### WORK TO COMPLETE
**a.** In the passage on risk factors, which energy resources does factor (9) name as competing with coal?
**b.** Copy the risk factors passage word for word, from "These statements are" up to and including "covenant compliance; (2)".

### PASSAGE TO READ
● ● ● ● ●
These statements are subject to significant risks, uncertainties, and
assumptions that are difficult to predict and could cause actual results
to differ materially and adversely from those expressed or implied in
the forward-looking statements. The following factors are among those
that may cause actual results to differ materially and adversely from
our forward-looking statements: (1) the timing and extent of any
sustained recovery of the currently depressed coal industry and the
impact of ongoing or further depressed industry conditions on our
financial performance, liquidity, and financial covenant compliance; (2)
the prices we receive for our coal and logistics services, our ability
to effectively execute our forward sales strategy, and changes in
utility purchasing patterns resulting in decreased long-term purchases
of coal; (3) the timing of reductions or increases in customer coal
inventories; (4) our ability to obtain new coal sales agreements on
favorable terms, to resolve customer requests for reductions or
deferrals, and to respond to any cancellations of their committed
volumes on terms that preserve the amount and timing of our forecasted
economic value; (5) the impact of increasingly variable and less
predictable demand for thermal coal based on natural gas prices, summer
cooling demand, winter heating demand, economic growth rates and other
factors that impact overall demand for electricity; (6) our ability to
efficiently and safely conduct our mining operations and to adjust our
planned production levels to respond to market conditions and
effectively manage the costs of our operations; (7) competition with
other producers of coal and with traders and re-sellers of coal,
including the current oversupply of thermal coal, the impacts of
currency exchange rate fluctuations and the strong U.S. dollar, and
government environmental, energy and tax policies and regulations that
make foreign coal producers more competitive for international
transactions; (8) the impact of coal industry bankruptcies on our
competitive position relative to other companies who have emerged from
bankruptcy with reduced leverage and potentially reduced operating
costs; (9) competition with natural gas, wind, solar and other non-coal
energy resources, which may continue to increase as a result of low
domestic natural gas prices, the declining cost of renewables, and due
to environmental, energy and tax policies, regulations, subsidies and
other government actions that encourage or mandate use of alternative
energy sources; (10) coal-fired power plant capacity and utilization,
including the impact of climate change and other environmental
regulations and initiatives, energy policies, political pressures, NGO
activities, international treaties or agreements and other factors that
may cause domestic and international electric utilities to continue to
phase out or close existing coal-fired power plants, reduce or eliminate
construction of any new coal-fired power plants, or reduce consumption
of coal from the PRB; (11) the failure of economic, commercially
available carbon capture technology to be developed and adopted by
utilities in a timely manner; (12) the impact of “keep coal in the
ground” campaigns and other well-funded, anti-coal initiatives by
environmental activist groups and others targeting substantially all
aspects of our industry; (13) our ability to offset declining U.S.
● ● ● ● ●
Referring expression data
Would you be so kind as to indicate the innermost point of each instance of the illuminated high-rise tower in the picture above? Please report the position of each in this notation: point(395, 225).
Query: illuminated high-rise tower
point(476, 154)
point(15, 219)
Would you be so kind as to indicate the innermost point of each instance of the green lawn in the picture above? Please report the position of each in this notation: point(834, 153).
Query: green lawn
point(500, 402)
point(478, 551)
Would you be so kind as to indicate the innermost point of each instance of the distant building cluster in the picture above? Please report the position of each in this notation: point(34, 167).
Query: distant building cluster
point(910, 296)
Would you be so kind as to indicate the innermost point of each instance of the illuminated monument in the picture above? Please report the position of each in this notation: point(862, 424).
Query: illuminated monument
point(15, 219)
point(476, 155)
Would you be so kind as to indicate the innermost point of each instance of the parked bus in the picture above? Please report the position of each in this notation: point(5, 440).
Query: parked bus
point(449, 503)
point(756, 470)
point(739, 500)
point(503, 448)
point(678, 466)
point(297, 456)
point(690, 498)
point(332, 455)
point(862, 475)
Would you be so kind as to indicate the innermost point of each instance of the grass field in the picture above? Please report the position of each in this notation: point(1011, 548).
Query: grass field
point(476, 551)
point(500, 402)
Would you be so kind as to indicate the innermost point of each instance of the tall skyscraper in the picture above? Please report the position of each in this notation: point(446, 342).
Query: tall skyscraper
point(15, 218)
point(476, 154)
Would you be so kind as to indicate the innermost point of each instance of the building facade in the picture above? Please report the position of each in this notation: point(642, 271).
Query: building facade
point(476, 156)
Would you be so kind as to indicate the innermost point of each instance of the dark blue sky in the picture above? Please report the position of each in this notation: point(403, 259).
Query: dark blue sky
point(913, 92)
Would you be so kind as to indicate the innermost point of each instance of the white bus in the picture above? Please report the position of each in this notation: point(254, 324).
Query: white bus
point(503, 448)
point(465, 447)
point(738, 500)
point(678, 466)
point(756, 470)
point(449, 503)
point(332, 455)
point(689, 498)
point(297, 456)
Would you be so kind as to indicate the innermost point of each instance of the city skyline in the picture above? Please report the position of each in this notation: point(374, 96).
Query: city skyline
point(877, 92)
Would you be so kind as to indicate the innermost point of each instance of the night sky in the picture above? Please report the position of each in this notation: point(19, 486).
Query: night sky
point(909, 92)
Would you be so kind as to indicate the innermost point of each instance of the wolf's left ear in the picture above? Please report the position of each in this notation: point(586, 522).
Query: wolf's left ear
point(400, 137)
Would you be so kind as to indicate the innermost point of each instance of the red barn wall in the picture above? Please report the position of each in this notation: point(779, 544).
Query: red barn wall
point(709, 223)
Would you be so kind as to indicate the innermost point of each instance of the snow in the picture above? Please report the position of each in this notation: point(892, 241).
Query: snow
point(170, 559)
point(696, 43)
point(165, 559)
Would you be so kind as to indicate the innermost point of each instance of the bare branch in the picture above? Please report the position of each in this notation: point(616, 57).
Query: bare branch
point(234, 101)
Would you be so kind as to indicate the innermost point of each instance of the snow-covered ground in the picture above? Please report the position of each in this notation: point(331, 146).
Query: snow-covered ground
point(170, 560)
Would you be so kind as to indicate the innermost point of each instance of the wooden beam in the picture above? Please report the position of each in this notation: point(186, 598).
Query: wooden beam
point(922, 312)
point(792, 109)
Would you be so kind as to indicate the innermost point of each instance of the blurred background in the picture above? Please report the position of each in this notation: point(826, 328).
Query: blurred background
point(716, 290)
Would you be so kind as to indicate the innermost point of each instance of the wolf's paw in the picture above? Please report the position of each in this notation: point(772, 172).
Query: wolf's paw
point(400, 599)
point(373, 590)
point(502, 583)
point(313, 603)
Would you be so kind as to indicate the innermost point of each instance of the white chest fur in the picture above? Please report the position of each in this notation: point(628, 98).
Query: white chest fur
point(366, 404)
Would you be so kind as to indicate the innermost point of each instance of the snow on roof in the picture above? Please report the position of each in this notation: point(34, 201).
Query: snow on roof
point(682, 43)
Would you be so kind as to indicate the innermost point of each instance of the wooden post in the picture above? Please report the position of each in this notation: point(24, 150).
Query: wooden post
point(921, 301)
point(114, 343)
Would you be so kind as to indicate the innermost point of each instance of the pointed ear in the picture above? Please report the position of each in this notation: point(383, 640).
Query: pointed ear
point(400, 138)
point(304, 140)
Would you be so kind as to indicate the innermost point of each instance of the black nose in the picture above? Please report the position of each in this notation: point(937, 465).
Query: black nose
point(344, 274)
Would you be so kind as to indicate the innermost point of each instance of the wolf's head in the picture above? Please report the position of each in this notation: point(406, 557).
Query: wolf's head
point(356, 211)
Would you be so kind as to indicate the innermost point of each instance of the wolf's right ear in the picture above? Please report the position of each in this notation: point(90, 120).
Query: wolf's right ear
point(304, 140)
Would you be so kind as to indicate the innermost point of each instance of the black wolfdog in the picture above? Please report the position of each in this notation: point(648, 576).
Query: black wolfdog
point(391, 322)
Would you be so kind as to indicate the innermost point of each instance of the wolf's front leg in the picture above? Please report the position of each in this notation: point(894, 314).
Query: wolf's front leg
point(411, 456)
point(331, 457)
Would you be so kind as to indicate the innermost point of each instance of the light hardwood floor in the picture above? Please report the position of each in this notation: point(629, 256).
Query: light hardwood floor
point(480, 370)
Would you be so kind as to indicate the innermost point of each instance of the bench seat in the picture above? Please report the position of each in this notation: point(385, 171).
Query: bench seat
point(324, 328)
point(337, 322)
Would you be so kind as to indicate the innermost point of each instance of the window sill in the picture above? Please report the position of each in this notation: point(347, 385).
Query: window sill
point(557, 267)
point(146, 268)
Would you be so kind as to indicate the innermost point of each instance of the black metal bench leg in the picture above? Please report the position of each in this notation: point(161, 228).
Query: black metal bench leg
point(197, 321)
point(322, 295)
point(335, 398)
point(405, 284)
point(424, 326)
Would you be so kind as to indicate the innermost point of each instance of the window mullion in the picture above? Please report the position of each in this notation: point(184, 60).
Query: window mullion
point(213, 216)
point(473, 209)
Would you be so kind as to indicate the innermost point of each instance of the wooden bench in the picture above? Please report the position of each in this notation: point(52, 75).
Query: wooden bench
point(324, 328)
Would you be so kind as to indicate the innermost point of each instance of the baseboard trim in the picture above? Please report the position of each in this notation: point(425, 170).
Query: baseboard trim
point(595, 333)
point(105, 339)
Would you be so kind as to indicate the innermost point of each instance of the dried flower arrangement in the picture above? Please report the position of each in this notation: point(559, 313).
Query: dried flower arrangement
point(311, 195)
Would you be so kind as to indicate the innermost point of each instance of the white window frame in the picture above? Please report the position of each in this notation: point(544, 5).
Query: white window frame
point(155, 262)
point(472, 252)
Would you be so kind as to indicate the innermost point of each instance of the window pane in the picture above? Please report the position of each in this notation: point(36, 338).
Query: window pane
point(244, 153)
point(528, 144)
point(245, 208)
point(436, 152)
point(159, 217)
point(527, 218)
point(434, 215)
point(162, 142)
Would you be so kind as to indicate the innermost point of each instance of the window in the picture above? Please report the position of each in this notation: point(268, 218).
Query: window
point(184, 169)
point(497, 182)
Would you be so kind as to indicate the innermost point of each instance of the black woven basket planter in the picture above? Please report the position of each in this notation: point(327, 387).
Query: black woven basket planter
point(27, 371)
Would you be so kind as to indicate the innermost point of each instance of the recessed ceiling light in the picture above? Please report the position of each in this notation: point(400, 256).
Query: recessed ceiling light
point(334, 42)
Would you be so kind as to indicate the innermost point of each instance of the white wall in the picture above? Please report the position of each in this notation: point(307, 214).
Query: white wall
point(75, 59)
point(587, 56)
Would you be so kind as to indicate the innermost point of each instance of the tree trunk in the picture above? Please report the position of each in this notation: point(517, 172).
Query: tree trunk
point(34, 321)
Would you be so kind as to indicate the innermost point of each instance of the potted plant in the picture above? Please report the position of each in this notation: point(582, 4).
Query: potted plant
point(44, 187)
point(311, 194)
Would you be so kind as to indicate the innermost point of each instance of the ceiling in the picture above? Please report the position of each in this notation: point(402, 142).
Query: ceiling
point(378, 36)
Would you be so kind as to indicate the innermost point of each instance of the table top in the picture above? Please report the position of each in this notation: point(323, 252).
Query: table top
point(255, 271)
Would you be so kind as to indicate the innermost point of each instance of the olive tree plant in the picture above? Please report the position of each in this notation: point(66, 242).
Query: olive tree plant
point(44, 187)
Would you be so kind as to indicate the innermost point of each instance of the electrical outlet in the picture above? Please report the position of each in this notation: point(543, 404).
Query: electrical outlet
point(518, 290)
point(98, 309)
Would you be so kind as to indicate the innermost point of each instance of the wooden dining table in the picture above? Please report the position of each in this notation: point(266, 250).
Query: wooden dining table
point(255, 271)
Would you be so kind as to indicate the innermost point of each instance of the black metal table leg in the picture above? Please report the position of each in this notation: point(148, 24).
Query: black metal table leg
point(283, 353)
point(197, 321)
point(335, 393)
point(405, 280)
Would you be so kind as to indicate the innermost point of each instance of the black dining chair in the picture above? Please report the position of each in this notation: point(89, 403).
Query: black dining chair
● ● ● ● ●
### ANSWERS TO THE PROBLEMS
**a.** Natural gas, wind, solar and other non-coal energy resources.

**b.**
These statements are subject to significant risks, uncertainties, and
assumptions that are difficult to predict and could cause actual results
to differ materially and adversely from those expressed or implied in
the forward-looking statements. The following factors are among those
that may cause actual results to differ materially and adversely from
our forward-looking statements: (1) the timing and extent of any
sustained recovery of the currently depressed coal industry and the
impact of ongoing or further depressed industry conditions on our
financial performance, liquidity, and financial covenant compliance; (2)